**Directive 1**
In the records, rewrite the part that opens with the line containing "Can you spot the green" and closes with the line containing "x=430, y=214", changing "green tree" to "leafy tree" and leaving everything else as it is.

**Passage given**
# # # # # # #

Figure 12 is a block diagram of a host 1200, which may be an embodiment of the host 916 of Figure 9, in accordance with various aspects described herein. As used herein, the host 1200 may be or comprise various combinations hardware and/or software, including a standalone server, a blade server, a cloud-implemented server, a distributed server, a virtual machine, container, or processing resources in a server farm. The host 1200 may provide one or more services to one or more UEs.

The host 1200 includes processing circuitry 1202 that is operatively coupled via a bus 1204 to an input/output interface 1206, a network interface 1208, a power source 1210, and a memory 1212. Other components may be included in other embodiments. Features of these components may be substantially similar to those described with respect to the devices of previous figures, such as Figures 10 and 11 , such that the descriptions thereof are generally applicable to the corresponding components of host 1200.

The memory 1212 may include one or more computer programs including one or more host application programs 1214 and data 1216, which may include user data, e.g., data generated by a UE for the host 1200 or data generated by the host 1200 for a UE. Embodiments of the host 1200 may utilize only a subset or all of the components shown. The host application programs 1214 may be implemented in a container-based architecture and may provide support for video codecs (e.g., Versatile Video Coding (VVC), High Efficiency Video Coding (HEVC), Advanced Video Coding (AVC), MPEG, VP9) and audio codecs (e.g., FLAG, Advanced Audio Coding (AAC), MPEG, G.711), including transcoding for multiple different classes, types, or implementations of UEs (e.g., handsets, desktop computers, wearable display systems, heads-up display systems). The host application programs 1214 may also provide for user authentication and licensing checks and may periodically report health, routes, and content availability to a central node, such as a device in or on the edge of a core network. Accordingly, the host 1200 may select and/or indicate a different host for over-the-top services for a UE. The host application programs 1214 may support various protocols, such as the HTTP Live Streaming (HLS) protocol, Real-Time Messaging Protocol (RTMP), Real-Time Streaming Protocol (RTSP), Dynamic Adaptive Streaming over HTTP (MPEG-DASH), etc.

# # # # # # #

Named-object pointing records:
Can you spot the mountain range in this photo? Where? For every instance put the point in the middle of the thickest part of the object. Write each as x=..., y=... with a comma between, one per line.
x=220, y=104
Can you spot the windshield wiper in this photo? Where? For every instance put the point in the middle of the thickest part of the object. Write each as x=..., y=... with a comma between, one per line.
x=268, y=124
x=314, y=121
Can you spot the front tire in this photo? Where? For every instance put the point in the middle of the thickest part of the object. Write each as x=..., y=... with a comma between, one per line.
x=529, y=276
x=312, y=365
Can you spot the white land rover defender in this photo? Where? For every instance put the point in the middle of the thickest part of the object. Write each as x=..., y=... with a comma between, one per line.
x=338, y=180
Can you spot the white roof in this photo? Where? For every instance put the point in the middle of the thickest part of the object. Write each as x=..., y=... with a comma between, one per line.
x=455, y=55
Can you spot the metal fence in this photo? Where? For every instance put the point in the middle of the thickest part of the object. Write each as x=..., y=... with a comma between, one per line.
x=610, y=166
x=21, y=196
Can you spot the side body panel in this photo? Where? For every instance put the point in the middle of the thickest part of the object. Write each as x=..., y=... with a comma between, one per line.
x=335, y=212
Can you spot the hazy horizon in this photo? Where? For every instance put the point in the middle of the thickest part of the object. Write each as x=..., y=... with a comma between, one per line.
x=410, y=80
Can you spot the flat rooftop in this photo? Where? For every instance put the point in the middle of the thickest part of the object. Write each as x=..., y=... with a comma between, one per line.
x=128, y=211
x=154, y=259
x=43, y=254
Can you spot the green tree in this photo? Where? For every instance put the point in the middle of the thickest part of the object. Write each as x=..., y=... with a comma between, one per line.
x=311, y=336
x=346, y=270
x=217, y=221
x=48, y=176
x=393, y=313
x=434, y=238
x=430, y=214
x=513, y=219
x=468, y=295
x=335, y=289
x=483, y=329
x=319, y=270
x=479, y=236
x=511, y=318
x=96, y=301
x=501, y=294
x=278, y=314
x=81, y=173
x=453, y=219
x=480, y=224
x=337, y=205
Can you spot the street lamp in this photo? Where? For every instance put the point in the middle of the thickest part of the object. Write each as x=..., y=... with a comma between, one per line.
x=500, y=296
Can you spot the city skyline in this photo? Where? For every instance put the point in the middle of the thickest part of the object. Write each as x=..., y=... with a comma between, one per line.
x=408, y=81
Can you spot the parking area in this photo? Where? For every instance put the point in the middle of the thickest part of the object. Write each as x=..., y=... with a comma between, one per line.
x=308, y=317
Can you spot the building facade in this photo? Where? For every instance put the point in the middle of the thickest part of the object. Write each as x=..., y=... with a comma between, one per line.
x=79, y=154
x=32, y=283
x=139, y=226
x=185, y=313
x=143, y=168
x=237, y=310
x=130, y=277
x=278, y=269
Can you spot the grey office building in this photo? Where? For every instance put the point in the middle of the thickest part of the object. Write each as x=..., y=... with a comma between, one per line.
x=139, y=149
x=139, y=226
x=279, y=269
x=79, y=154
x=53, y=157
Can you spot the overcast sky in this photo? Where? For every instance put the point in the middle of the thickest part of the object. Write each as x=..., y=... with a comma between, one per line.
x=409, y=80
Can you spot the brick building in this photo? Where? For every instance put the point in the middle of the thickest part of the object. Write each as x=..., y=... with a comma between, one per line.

# # # # # # #

**Directive 2**
From the passage on host 1200, copy out word for word the part that opens with the words "Figure 12 is" and closes with "or more UEs.".

**Expected output 1**
Can you spot the leafy tree in this photo? Where? For every instance put the point in the middle of the thickest part of the object. Write each as x=..., y=... with a comma between, one per line.
x=311, y=336
x=346, y=270
x=217, y=221
x=48, y=176
x=393, y=313
x=434, y=238
x=430, y=214

**Expected output 2**
Figure 12 is a block diagram of a host 1200, which may be an embodiment of the host 916 of Figure 9, in accordance with various aspects described herein. As used herein, the host 1200 may be or comprise various combinations hardware and/or software, including a standalone server, a blade server, a cloud-implemented server, a distributed server, a virtual machine, container, or processing resources in a server farm. The host 1200 may provide one or more services to one or more UEs.